**WRITTEN REQUEST:**
Reproduce the records from their start through the line holding "[42,119,128,144]", inclusive, and leave the pictures out of your answer.

┄┄┄┄┄┄┄┄┄┄┄┄┄┄┄┄┄┄┄┄

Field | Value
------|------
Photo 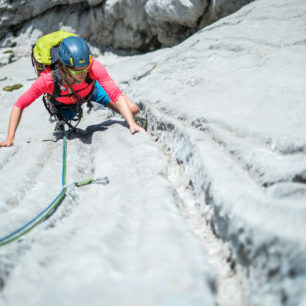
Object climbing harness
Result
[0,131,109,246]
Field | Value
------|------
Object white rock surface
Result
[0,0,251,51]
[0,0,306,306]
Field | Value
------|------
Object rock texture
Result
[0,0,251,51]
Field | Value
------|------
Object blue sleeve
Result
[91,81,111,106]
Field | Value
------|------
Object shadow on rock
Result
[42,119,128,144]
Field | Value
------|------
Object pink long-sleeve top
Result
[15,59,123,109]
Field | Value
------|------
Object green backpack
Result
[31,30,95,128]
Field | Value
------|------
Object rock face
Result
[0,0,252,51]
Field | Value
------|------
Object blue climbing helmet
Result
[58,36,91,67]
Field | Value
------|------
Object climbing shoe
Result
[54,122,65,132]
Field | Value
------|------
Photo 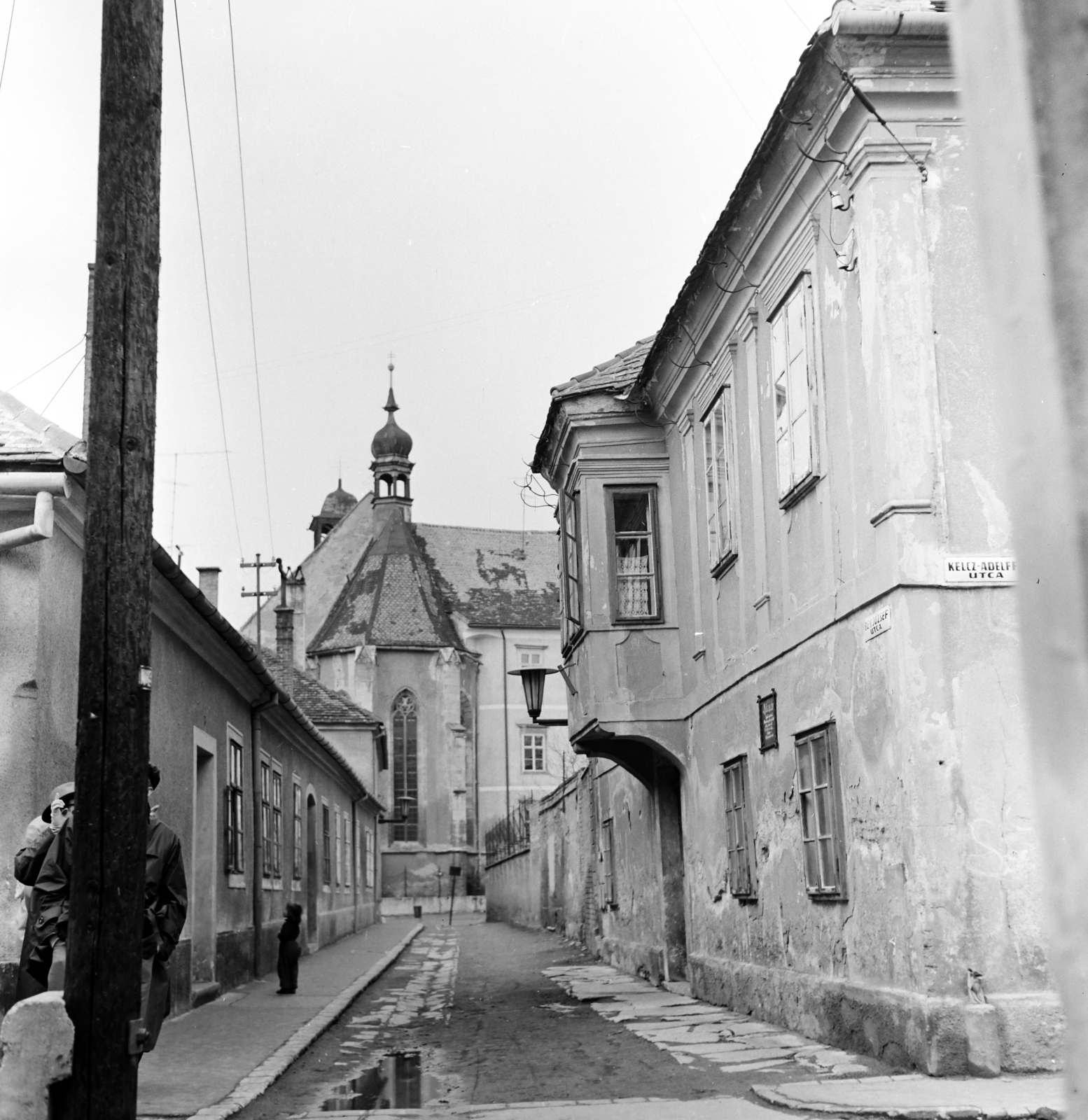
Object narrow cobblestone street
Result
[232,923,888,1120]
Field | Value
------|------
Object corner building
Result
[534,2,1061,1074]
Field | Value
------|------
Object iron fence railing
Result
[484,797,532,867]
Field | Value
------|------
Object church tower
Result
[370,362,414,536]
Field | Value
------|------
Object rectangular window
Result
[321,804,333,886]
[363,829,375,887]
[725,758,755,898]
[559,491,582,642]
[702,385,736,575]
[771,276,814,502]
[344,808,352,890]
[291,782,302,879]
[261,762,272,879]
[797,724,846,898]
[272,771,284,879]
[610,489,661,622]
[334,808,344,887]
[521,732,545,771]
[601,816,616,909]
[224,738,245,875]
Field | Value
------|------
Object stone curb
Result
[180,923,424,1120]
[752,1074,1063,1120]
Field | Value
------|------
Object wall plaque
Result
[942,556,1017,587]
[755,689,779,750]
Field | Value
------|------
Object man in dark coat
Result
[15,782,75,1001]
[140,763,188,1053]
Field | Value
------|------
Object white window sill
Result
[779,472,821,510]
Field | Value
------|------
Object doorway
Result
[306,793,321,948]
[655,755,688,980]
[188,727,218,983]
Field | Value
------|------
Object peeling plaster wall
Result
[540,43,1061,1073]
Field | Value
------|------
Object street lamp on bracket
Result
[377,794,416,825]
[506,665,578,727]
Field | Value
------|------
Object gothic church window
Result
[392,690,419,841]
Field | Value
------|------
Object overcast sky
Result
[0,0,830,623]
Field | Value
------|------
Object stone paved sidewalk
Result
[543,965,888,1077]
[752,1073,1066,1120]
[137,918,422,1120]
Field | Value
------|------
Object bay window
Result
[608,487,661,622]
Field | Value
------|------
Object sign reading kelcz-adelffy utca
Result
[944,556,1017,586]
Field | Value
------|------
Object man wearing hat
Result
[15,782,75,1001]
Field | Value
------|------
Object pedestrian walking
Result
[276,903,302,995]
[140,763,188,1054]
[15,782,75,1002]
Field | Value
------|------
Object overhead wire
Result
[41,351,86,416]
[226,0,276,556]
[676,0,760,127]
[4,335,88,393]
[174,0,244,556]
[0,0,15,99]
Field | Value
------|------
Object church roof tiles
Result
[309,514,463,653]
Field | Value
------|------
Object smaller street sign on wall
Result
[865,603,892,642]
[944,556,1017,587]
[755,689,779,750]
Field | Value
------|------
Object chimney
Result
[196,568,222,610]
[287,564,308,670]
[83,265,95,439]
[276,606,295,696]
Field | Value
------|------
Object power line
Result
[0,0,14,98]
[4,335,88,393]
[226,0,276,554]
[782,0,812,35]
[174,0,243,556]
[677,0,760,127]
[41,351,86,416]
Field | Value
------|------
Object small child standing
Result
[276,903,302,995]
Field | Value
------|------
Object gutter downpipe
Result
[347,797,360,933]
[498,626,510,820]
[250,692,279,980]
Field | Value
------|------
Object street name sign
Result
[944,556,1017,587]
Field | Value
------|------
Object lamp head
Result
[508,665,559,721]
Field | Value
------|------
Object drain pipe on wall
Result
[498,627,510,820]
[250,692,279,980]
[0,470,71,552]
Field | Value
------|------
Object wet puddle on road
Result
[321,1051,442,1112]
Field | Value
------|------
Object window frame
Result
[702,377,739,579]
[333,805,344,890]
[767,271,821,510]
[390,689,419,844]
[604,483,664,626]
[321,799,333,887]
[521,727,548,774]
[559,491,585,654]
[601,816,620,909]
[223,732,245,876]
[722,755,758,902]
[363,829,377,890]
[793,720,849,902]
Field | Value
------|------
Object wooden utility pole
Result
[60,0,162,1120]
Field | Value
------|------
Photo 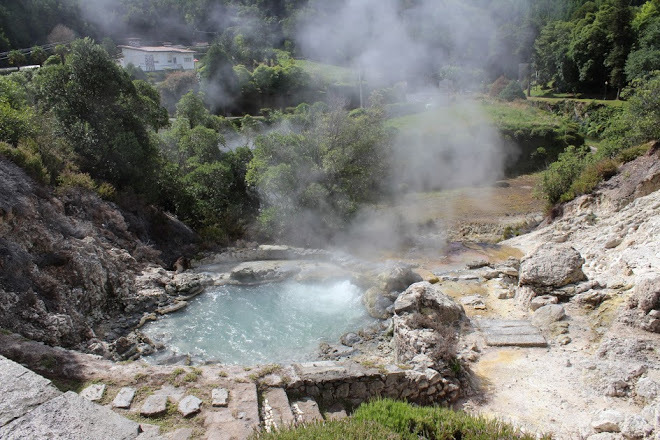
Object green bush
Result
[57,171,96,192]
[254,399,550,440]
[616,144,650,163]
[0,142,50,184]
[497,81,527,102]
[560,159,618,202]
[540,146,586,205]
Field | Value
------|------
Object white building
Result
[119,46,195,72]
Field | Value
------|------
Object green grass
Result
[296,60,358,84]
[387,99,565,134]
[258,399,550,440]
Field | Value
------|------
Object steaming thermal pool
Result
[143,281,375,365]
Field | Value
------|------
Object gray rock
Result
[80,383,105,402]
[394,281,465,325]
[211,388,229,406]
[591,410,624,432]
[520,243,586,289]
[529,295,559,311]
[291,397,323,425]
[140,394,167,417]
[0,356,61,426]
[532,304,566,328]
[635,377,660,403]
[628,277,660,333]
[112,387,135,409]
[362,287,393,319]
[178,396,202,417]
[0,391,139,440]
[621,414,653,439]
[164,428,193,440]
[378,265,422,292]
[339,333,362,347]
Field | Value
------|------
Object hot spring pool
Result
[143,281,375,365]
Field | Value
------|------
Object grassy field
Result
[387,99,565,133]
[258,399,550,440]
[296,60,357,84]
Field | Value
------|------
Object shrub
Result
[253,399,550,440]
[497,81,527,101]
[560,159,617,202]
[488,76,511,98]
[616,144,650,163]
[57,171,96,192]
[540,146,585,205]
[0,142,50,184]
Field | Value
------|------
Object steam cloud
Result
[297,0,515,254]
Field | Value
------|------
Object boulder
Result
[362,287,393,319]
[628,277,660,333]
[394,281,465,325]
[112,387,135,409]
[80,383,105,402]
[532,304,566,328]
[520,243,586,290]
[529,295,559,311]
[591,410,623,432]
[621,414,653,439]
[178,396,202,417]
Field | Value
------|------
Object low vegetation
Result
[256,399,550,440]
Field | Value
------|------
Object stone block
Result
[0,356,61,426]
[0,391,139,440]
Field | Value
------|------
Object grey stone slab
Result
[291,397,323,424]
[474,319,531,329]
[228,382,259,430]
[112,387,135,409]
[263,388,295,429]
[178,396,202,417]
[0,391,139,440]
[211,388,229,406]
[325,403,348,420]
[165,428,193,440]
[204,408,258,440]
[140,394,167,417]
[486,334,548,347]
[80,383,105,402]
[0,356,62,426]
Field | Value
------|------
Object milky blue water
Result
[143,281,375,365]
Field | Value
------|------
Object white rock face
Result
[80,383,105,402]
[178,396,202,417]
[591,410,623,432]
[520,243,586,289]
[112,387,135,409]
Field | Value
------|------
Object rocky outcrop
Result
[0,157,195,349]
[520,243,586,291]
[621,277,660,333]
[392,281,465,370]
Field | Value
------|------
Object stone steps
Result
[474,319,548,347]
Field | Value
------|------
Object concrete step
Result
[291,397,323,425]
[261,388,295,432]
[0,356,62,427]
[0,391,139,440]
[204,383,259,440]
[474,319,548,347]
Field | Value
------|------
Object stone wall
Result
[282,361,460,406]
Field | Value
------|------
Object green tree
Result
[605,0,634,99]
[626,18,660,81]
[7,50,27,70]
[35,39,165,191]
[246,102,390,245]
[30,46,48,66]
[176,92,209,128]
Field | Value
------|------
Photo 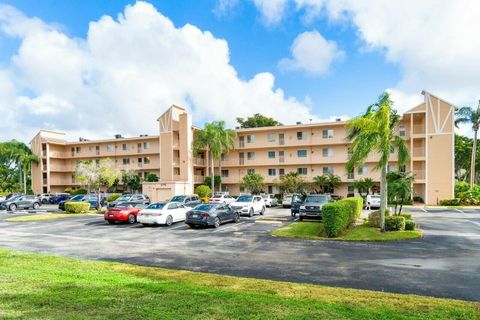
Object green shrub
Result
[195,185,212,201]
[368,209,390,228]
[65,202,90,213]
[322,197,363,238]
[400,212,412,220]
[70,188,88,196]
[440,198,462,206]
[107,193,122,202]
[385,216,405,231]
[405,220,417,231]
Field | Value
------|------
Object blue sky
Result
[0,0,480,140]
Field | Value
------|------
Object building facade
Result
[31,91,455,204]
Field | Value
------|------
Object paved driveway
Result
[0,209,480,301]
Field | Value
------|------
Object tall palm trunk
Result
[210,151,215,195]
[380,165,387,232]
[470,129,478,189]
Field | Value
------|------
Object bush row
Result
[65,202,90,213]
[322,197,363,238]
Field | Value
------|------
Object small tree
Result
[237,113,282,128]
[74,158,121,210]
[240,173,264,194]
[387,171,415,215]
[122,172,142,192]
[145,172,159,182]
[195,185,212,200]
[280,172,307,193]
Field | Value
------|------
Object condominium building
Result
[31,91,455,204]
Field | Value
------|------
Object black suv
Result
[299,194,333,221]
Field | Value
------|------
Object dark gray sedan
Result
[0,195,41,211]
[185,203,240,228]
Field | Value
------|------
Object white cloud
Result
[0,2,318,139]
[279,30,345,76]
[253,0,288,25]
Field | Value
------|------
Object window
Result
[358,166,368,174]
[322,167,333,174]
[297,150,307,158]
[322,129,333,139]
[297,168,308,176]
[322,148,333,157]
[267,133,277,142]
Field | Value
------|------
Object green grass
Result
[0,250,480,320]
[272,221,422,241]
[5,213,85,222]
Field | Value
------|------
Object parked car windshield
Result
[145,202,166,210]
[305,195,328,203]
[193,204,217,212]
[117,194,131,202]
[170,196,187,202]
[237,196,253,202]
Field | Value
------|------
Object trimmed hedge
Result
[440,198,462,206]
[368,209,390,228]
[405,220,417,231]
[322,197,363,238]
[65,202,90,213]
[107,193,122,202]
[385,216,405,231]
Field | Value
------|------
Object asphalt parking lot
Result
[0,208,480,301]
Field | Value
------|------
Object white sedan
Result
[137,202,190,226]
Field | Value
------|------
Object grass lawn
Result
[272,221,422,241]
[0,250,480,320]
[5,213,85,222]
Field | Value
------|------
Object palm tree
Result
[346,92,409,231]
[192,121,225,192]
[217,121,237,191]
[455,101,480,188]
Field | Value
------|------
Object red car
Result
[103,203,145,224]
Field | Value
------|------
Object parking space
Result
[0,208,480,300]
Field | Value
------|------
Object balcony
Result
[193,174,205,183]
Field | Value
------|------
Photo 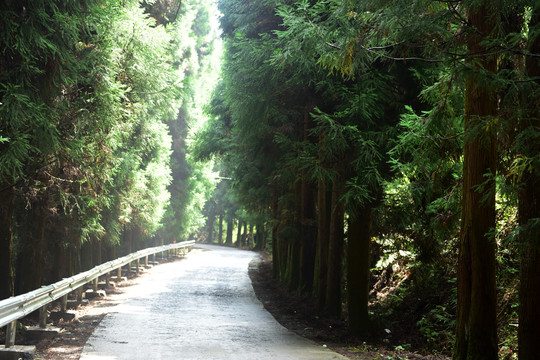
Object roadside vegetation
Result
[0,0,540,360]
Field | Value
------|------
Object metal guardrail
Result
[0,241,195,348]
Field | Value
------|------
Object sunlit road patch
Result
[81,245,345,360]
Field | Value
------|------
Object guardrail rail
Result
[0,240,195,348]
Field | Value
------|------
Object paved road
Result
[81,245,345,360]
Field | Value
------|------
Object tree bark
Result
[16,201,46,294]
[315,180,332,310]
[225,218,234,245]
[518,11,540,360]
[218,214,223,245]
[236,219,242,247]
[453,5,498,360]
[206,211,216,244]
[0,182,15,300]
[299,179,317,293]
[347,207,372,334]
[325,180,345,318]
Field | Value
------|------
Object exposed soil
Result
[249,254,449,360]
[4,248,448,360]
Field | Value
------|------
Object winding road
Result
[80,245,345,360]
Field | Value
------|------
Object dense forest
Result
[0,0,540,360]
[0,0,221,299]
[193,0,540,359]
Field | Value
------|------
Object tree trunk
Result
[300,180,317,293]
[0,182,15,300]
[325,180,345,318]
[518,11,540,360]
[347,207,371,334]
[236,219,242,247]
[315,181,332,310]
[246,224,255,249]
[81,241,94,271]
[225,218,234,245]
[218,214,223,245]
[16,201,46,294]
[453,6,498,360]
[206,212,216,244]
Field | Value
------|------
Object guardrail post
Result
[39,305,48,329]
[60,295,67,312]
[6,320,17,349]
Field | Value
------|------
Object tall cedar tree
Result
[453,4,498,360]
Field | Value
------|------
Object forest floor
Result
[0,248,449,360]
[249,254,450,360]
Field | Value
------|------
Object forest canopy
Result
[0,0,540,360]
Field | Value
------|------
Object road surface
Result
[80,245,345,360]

┄┄┄┄┄┄┄┄┄┄┄┄┄┄┄┄┄┄┄┄

**EXERCISE RESPONSE:**
Field | Value
------|------
Photo 
Object climbing harness
Result
[0,131,109,246]
Field | Value
------|------
Object white rock surface
Result
[0,0,251,51]
[0,0,306,306]
Field | Value
------|------
Object rock texture
Result
[0,0,251,51]
Field | Value
------|------
Object blue sleeve
Result
[91,81,111,106]
Field | Value
------|------
Object shadow on rock
Result
[42,119,128,144]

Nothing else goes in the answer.